### What the task requires
Please repeat, from the entries that follow, the lines from the one containing "Could you please point out the black side" through the one containing "Could you please point out the white crown" exactly, adding nothing.
- - -
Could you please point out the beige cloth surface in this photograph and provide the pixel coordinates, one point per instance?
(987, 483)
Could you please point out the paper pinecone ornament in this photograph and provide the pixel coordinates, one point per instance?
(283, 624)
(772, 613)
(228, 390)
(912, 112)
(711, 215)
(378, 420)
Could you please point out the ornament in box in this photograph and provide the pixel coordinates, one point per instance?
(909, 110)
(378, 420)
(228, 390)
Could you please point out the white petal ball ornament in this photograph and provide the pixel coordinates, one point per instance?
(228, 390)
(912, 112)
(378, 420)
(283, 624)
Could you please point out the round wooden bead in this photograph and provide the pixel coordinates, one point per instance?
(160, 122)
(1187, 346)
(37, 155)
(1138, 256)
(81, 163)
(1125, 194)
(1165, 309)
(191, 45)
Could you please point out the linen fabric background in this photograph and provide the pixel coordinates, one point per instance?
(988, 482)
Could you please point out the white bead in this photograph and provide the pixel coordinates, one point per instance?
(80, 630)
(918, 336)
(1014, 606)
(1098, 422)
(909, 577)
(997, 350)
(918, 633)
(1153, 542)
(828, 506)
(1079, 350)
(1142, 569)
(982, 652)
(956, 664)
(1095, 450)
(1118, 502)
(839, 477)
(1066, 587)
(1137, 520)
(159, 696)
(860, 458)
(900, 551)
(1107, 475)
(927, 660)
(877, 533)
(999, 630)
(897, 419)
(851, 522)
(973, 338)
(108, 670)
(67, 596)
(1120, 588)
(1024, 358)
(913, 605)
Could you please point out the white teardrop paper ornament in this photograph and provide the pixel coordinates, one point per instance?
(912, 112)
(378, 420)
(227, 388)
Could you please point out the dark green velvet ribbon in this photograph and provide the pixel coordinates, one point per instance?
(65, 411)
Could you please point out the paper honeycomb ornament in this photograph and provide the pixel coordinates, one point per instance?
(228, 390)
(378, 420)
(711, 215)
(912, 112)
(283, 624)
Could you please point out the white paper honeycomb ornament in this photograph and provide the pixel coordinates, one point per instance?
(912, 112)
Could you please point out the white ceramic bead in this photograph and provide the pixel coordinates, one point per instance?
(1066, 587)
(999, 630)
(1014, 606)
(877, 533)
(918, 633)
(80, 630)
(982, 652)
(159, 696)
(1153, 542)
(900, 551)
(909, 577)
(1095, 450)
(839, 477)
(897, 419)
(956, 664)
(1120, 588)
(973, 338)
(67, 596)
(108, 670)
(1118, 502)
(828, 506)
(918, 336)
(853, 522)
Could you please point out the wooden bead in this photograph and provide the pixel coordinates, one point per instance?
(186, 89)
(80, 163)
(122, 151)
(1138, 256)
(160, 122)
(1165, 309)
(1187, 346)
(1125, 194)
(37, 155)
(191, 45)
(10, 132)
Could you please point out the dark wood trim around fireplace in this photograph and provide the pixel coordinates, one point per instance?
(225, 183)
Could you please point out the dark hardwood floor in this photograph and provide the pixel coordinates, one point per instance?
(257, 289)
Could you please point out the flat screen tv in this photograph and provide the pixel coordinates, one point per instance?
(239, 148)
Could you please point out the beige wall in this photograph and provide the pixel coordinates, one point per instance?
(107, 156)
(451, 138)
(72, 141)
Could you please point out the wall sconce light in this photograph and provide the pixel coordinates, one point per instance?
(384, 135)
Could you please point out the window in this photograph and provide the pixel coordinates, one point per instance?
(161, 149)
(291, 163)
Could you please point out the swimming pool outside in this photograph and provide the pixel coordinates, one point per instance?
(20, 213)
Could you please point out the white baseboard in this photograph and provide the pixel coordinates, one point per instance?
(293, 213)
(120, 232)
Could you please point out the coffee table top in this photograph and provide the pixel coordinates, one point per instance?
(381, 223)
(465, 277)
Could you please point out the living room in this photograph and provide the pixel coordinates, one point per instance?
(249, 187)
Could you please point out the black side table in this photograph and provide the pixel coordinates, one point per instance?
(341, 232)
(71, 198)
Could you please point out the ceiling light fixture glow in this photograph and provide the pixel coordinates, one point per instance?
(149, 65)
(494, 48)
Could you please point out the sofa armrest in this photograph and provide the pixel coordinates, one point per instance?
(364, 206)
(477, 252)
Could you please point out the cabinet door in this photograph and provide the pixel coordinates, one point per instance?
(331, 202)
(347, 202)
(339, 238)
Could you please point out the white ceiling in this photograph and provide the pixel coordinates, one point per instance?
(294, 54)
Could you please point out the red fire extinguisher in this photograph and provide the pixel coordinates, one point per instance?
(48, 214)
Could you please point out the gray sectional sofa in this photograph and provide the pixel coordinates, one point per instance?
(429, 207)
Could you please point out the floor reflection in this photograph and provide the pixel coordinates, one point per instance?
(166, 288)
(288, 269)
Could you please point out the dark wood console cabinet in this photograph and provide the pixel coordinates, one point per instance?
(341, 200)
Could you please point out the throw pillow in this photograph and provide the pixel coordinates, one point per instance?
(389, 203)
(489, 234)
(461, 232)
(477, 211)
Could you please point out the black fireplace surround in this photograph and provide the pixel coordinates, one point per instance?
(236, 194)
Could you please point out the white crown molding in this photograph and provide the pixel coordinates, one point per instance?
- - -
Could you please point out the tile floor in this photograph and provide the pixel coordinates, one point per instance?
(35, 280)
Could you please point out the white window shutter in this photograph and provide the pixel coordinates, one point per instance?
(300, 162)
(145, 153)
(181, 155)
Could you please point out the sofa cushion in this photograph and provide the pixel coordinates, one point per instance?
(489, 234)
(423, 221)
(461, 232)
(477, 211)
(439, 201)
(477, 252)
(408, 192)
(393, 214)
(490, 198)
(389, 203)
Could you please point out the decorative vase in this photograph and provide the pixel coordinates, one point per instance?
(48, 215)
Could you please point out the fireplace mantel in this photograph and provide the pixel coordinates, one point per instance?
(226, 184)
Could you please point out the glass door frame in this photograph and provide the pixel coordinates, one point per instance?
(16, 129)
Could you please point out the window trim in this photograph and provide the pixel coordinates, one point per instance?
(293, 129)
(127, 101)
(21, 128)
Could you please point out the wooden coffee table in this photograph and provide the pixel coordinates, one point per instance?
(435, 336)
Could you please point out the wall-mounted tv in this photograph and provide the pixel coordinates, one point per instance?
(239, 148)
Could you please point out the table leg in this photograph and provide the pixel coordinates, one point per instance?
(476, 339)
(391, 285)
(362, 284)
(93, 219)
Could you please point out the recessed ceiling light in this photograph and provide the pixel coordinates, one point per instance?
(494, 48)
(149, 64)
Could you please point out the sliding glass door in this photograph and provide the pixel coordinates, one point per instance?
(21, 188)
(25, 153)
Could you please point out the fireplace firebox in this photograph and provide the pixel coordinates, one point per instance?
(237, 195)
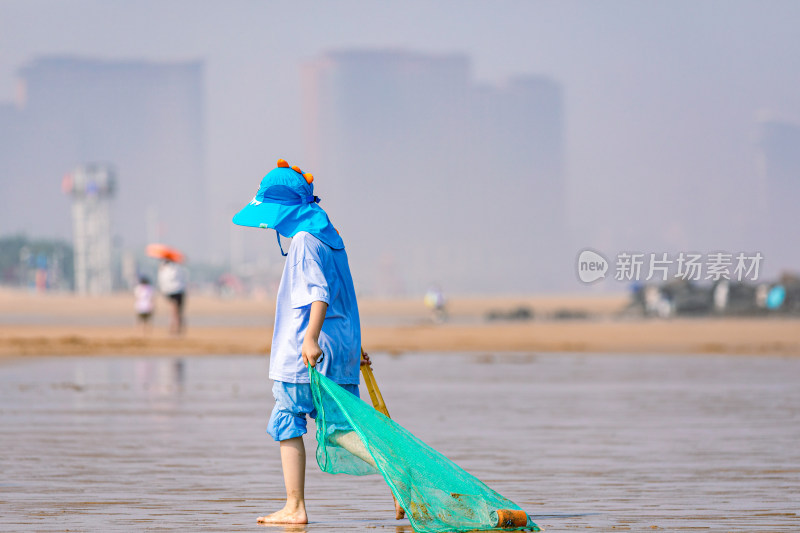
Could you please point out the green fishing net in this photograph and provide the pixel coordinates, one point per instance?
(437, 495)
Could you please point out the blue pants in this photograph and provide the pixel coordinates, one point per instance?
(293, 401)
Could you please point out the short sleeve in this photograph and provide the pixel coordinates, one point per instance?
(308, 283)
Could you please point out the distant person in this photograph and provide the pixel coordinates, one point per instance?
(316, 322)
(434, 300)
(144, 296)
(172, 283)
- - -
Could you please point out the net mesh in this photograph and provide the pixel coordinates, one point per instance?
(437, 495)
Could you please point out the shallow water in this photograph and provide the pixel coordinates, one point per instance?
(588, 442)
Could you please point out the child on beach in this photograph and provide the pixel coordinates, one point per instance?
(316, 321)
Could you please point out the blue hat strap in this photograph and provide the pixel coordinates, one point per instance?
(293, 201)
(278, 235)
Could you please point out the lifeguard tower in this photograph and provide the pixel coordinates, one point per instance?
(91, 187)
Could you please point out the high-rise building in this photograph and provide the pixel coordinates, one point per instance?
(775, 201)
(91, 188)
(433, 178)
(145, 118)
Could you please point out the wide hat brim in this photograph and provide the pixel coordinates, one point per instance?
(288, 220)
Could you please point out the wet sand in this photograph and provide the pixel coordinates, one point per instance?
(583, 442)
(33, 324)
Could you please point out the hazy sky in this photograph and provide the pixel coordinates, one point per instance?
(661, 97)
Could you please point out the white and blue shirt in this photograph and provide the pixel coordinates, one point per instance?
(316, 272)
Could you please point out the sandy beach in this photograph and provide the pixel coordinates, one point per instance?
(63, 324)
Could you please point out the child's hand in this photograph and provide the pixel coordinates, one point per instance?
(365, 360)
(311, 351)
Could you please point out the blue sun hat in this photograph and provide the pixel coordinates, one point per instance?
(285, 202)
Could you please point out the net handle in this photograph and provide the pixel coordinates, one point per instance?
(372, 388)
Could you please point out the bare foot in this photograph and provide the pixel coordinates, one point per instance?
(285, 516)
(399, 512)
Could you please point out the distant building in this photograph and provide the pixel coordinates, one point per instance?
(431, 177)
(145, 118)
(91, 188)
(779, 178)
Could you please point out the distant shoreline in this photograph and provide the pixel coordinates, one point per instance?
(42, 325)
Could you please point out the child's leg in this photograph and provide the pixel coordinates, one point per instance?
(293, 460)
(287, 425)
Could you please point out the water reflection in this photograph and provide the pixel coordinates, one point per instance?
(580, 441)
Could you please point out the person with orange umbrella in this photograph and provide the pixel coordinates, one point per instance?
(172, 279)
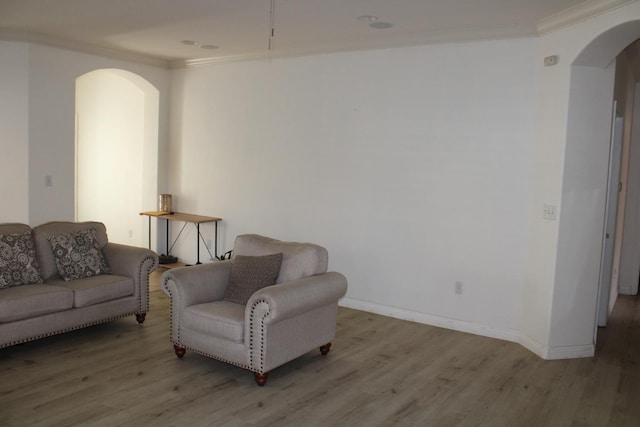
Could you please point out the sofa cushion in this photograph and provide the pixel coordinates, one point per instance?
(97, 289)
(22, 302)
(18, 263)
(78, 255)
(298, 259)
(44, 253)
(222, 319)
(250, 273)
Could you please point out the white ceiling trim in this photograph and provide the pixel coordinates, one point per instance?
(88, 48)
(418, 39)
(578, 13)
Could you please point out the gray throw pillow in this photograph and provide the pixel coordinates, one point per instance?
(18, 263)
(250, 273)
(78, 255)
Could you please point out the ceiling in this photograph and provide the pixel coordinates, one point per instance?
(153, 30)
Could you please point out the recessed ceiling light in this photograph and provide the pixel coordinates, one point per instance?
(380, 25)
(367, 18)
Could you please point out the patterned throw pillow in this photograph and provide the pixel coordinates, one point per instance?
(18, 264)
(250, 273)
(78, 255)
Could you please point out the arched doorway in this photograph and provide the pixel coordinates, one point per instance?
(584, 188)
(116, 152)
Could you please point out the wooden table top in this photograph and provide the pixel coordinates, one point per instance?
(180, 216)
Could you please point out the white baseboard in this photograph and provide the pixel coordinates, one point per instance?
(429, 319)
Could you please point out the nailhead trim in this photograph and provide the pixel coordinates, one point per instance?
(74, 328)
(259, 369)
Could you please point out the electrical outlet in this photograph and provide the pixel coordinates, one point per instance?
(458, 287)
- - -
### Answer space
Could you please point out the black side table in this photograph and provide the pixel coordinates, one point per instance?
(341, 232)
(71, 198)
Could you please point out the ceiling light fixture glow in this photograph and provide the pixel coordinates, one point per instance?
(149, 65)
(494, 48)
Could you please point out the sofa armrest in this photograph and provide the pixel coordinates, one point per instance?
(364, 206)
(477, 252)
Could you please point out the cabinet door in this photograph and provide the pixel coordinates, one point per instance?
(331, 202)
(347, 202)
(339, 238)
Could you please point out the white ceiling in this photograph and provide the pixel coordinates, one point per instance?
(294, 54)
Could you please point out the red fire extinguisher in this photograph and provide the pixel coordinates, one point per instance?
(48, 214)
Could you please point out the gray sectional sofa in this photograph and provide the pixel coordinates, one point per instance?
(429, 207)
Could you please point out the floor reflection in this photograph and provide the pixel coordinates, one point per instance?
(166, 288)
(288, 269)
Could you please point out the dark wood console cabinet in this photograph and provide the pixel coordinates, one point per instance?
(341, 200)
Could you please point out the throw pillow in this photograph and provide the pixel coordinates, one point per instance?
(389, 203)
(489, 234)
(461, 232)
(477, 211)
Could you please point out the black fireplace surround in this photograph and provide the pixel coordinates, one point per instance?
(236, 194)
Could you please point out the white crown molding in this photograph and provide the pixel coordinates, one point per instance?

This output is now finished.